### INSTRUCTION
Reproduce all of the records below, substituting "a single pin for each instance" for every occurrence of "one pin per instance" and leaving everything else unchanged. Omit the pictures from your reproduction.

### TASK DATA

+++

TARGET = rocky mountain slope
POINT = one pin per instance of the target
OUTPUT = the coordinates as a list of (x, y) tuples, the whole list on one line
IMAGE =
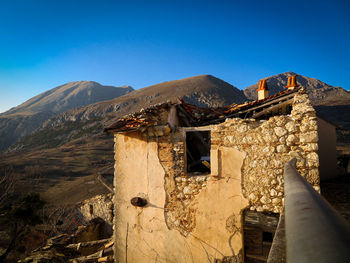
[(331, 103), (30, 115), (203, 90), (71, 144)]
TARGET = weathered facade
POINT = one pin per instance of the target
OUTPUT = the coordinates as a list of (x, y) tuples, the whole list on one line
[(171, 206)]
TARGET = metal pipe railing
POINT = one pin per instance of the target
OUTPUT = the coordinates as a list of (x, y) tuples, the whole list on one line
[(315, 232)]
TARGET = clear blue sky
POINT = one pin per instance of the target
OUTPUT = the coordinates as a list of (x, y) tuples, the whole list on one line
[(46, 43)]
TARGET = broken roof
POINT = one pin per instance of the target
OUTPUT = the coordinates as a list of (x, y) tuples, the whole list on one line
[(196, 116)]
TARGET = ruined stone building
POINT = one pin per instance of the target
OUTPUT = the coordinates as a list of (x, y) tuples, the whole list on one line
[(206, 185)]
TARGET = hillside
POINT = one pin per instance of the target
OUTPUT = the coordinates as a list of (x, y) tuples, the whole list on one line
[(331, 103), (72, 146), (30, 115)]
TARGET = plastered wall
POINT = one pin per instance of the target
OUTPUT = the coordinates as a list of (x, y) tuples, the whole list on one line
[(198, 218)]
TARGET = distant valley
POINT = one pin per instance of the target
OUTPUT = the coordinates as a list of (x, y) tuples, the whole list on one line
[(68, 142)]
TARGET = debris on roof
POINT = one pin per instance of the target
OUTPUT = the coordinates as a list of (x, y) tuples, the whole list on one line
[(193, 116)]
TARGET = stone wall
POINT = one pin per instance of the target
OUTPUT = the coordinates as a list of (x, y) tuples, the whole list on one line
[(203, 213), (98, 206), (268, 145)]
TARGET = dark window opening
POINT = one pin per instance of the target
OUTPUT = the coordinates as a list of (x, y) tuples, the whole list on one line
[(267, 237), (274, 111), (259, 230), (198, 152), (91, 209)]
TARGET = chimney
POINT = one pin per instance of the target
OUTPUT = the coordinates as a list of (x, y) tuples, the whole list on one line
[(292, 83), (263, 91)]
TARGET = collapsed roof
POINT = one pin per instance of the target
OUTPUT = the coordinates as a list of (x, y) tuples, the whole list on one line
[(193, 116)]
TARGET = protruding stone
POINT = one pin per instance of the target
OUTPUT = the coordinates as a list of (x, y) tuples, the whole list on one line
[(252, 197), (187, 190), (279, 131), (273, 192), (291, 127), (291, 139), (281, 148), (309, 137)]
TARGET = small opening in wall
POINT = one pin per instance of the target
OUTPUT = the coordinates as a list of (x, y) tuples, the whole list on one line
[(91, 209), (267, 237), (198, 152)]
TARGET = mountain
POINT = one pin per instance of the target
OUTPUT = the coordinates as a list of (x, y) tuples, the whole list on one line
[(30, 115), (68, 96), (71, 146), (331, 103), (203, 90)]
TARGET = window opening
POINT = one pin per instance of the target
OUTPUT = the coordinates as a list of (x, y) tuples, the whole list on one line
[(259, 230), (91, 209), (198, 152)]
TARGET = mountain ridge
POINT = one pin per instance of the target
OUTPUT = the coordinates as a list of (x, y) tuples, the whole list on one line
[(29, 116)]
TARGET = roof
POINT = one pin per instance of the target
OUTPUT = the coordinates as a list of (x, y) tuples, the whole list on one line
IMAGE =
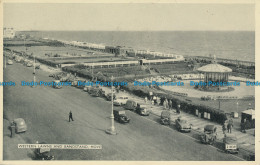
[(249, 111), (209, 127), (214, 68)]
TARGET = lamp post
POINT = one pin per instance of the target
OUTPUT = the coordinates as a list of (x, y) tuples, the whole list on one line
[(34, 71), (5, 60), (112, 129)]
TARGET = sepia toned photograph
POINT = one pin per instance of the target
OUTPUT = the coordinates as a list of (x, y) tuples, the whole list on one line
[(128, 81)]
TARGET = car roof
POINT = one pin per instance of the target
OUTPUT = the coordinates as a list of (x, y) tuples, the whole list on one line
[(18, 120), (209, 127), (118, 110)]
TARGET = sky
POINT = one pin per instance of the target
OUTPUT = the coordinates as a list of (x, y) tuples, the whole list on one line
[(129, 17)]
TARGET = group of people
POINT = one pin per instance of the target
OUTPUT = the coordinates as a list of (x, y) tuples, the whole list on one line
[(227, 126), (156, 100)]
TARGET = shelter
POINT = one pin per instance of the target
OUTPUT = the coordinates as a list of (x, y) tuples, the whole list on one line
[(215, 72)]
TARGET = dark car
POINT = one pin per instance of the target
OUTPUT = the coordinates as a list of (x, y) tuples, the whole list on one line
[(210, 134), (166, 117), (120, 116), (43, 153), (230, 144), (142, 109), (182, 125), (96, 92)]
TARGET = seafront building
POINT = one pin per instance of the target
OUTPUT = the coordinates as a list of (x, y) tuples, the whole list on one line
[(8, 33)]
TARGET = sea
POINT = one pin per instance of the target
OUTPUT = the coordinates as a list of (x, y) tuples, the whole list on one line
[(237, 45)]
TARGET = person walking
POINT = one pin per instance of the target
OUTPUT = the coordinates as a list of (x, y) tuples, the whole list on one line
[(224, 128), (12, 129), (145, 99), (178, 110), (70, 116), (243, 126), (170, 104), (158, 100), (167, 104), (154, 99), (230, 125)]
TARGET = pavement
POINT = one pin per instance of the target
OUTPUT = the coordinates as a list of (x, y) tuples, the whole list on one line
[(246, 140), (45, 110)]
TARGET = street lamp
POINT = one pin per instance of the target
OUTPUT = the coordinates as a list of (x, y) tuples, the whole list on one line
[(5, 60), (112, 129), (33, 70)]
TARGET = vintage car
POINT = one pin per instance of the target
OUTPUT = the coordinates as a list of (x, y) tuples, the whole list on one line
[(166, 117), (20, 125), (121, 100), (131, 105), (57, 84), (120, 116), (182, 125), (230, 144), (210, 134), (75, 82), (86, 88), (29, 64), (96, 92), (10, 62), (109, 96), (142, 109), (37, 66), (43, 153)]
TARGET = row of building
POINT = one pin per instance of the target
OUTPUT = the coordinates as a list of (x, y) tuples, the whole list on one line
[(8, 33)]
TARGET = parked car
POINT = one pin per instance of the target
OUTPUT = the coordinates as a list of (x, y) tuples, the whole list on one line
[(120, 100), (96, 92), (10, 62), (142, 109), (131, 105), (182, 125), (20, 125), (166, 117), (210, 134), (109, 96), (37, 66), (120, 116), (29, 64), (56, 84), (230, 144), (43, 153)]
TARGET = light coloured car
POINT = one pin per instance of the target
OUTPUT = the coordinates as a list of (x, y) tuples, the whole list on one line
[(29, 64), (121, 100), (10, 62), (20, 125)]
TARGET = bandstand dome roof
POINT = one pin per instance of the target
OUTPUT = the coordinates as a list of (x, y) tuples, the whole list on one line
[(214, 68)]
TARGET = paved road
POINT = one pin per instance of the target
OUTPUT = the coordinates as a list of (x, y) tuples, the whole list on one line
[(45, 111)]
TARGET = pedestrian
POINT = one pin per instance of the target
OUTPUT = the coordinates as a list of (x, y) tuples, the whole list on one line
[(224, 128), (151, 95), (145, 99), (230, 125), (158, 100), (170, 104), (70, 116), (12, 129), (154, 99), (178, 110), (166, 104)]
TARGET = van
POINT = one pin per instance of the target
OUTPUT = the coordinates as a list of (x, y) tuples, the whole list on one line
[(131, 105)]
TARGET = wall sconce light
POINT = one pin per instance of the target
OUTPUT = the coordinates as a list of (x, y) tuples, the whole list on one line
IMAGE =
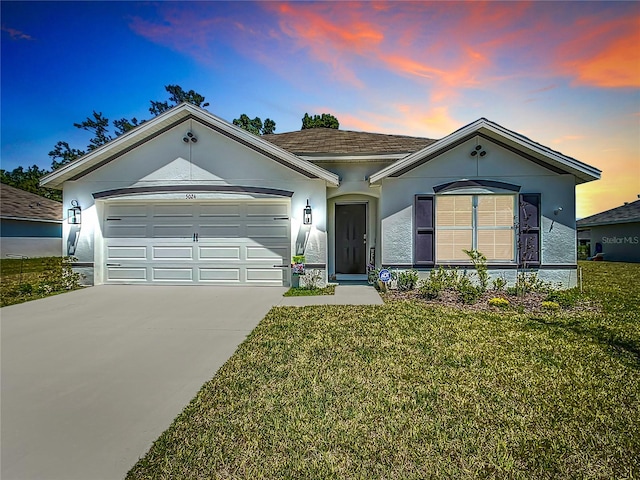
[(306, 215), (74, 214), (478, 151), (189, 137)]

+++

### THE ANSWER
TARGET = rocky mountain slope
POINT = a single pin for each instance of the target
OUTPUT = the coordinates as a list of (x, y) tuples, the whole list on one line
IMAGE =
[(331, 103), (30, 115), (203, 90), (71, 144)]
TARGET = weathered facade
POINT = a single pin for each instance of the target
OUTPUT = the coordinates as a list of (x, y) tuples, the whole list on one line
[(171, 206)]
TARGET = metal pipe railing
POINT = a single pin for each instance of the target
OUTPUT = the coordinates as a list of (x, y) tuples, the whole list on one line
[(315, 232)]
TARGET = clear blue sky
POINT = a single pin for each instance of the target
OUTPUT = the coordinates as a list of (x, y) tuples, the whole list on one line
[(46, 43)]
TARGET = broken roof
POINT = a single pin for each instance of the target
OUTPUT = the coordinates as a list of (x, y) tuples, the whole list on one line
[(196, 116)]
TARGET = ruined stone building
POINT = a single pin for each instance of the target
OUTPUT = the coordinates as a list of (x, y) tuples, the whole list on one line
[(206, 185)]
TARGET = hillside
POINT = a single pin for each instance of the target
OUTPUT = the coordinates as a list of (x, y) tuples, the whole list on one line
[(331, 103), (72, 146), (30, 115)]
TARGET = plastered wall
POINT = a single pin for each instance of the target
OUTPUT = the coordinates as a list of (x, y) tuples, the whole list on one line
[(198, 218)]
TARGET = distant valley
POINT = a single pin for each instance of the target
OUTPUT = the coordinates as a list of (x, y) tuples, the whole list on one line
[(68, 142)]
TARGET = debris on roof
POINT = a single pin for each instance of the target
OUTPUT = the coordinates as a list of (x, y) tuples, the whole list on one line
[(193, 116)]
TARGET = stone wall
POINT = a single pin for each instance of the target
OUTPUT = the coordinates as a list of (x, y) tuples, the whole list on one line
[(203, 213), (98, 206), (268, 145)]
TARGET = dark window opening
POINT = a single pin for each instance of the target
OUTPUT = the coordinates as a list of (x, y) tuples, the whole list on one line
[(267, 237), (274, 111), (259, 230), (198, 152), (91, 209)]
TARGET = chimney
POINT = a single pin for each instance of the target
OUTPUT = the coordinates as a list of (x, y) tuples, the whole list on one line
[(292, 83), (263, 91)]
TARGET = collapsed roof
POINT = a single pin for each instance of the target
OUTPUT = the coordinates as a list of (x, y) tuples, the whole list on one line
[(193, 116)]
TARGET = protruding stone
POINT = a single pin for each instance of the target
OUTPUT = the coordinates as a list of (x, y) tuples, the whole list on one line
[(252, 197), (187, 190), (279, 131), (273, 192), (291, 127), (291, 139), (281, 148), (309, 137)]
TARGET = small opening in wall
POINT = a single pin for each instance of the target
OUTPUT = the coordinates as a list of (x, y) tuples, the whole list on one line
[(91, 209), (267, 237), (198, 152)]
TARGET = mountain
POINT = a single pin for each instance of the target
OUTPUT = the coordinates as a list of (x, y) tuples, the whole list on one line
[(30, 115), (68, 96), (71, 146), (331, 103), (203, 90)]
TARGET = window opening
POINT = a single pin for each instance of the target
OUTPUT = the coordinates as a list of (x, y) tuples, the whole list on one line
[(259, 230), (91, 209), (198, 152)]
TARGET = mountain ridge
POINT = a single pin for each instance of the target
OUTPUT = the coordinates as a list of (x, y) tuples, the whole list on one line
[(29, 116)]
TARGET = roof
POINT = a single pin for each instance of the target
OUTPUT = the coordinates as a list of (x, y) tuples, the whole list on one line
IMAGE =
[(249, 111), (209, 127), (214, 68)]
TARGET = lamp post
POINT = a single pin for each instance of the target
OUTPUT = the coordinates as a list of (x, y) tuples, the whole list on one line
[(34, 71), (5, 60), (112, 129)]
TARGET = sepia toned photograph
POINT = a single pin for each instance of the target
OUTPUT = the coordinates as a list of (x, y) tuples, the whole list on one line
[(128, 81)]
TARGET = car roof
POINT = a single pin for each instance of the target
OUTPUT = the coordinates as a list of (x, y) tuples, the whole list on one line
[(18, 120), (209, 127), (118, 110)]
TARGET = sky
POINT = a single pin for each instance of the target
OUTPUT = the coordinates as a list of (x, y) tuples, the whole list on one line
[(129, 17)]
TARGET = group of people
POINT = a single pin for each instance of the target
OUTPUT = the coordinates as a list of (x, y) tuples, the whole list on one line
[(227, 126), (156, 100)]
TARGET = shelter
POINT = a single pin for each instance of the target
OUTPUT = the coordinates as a list of (x, y) tuples, the whole list on one line
[(215, 72)]
TARGET = dark car
POINT = a single pin for each instance of the target
OUTPUT = the coordinates as a list of (x, y) tuples, the whole list on one line
[(210, 134), (166, 117), (120, 116), (43, 153), (230, 144), (142, 109), (182, 125), (96, 92)]
TARGET = seafront building
POINT = a single pin for each instance of the target
OUTPUT = the coordinates as a list of (x, y) tuples, the whole list on one line
[(8, 33)]
TARGET = sea
POINT = a single pin for each instance of the target
OUTPUT = the coordinates as a list of (x, y) tuples, the whole list on one line
[(237, 45)]
TARGET = person walking
POINT = a single pin for each instance of the target
OUTPUT = the coordinates as a list of (x, y) tuples, the whole list on one line
[(224, 128), (12, 129), (145, 99), (178, 110), (70, 116), (243, 126), (170, 104), (158, 100), (167, 104), (154, 99), (230, 125)]
TARGET = pavement
POINT = a single pin for each instance of the target
OUTPUT = the coordinates as a list of (x, y) tuples, the whole list on one line
[(246, 140), (45, 110)]
TARGET = street lamp
POINT = a single pin for each instance of the target
OUTPUT = the coordinates as a list of (x, y) tuples, the whole list on one line
[(5, 60), (112, 129), (33, 70)]
TARGET = vintage car
POINT = a single pin for each instance of the target
OUTPUT = the coordinates as a list of (x, y) tuples, the whole list on one line
[(166, 117), (20, 125), (121, 100), (131, 105), (57, 84), (120, 116), (182, 125), (230, 144), (210, 134), (75, 82), (86, 88), (29, 64), (96, 92), (10, 62), (109, 96), (142, 109), (37, 66), (43, 153)]
TARGET = row of building
POINT = a single pin for each instance of the target
OUTPUT = the coordinates as a list of (x, y) tuples, the whole list on one line
[(8, 33)]
TARGET = parked car
POINT = a single pin for each instance of the target
OUTPUT = the coordinates as a list of (x, y) tuples, the whole list on one line
[(120, 100), (96, 92), (10, 62), (142, 109), (131, 105), (182, 125), (20, 125), (166, 117), (210, 134), (109, 96), (37, 66), (120, 116), (29, 64), (56, 84), (230, 144), (43, 153)]
TARGET = light coloured car
POINT = a single pin for each instance of the target
OUTPUT = the coordinates as a list of (x, y) tuples, the whole list on one line
[(29, 64), (121, 100), (10, 62), (20, 125)]
TARGET = bandstand dome roof
POINT = a single pin for each instance of the target
OUTPUT = the coordinates as a list of (x, y) tuples, the whole list on one line
[(214, 68)]
TARGET = paved road
POINT = a single pin for each instance of the target
OUTPUT = the coordinates as a list of (x, y) tuples, the whole list on one line
[(45, 111)]
TARGET = pedestrian
POINT = a single pin for each instance of the target
OUTPUT = the coordinates as a list of (x, y) tuples, the whole list on one line
[(224, 128), (151, 95), (145, 99), (230, 125), (158, 100), (170, 104), (70, 116), (12, 129), (154, 99), (178, 110), (166, 104)]
TARGET = van
POINT = a single pin for each instance of the target
OUTPUT = the coordinates as a list of (x, y) tuples, the whole list on one line
[(131, 105)]
TARGET = wall sconce light
POINT = a single pin for each instance of the target
OUTPUT = the coordinates as a list of (x, y) tuples, the whole list on one line
IMAGE =
[(306, 215), (74, 214), (478, 151), (189, 137)]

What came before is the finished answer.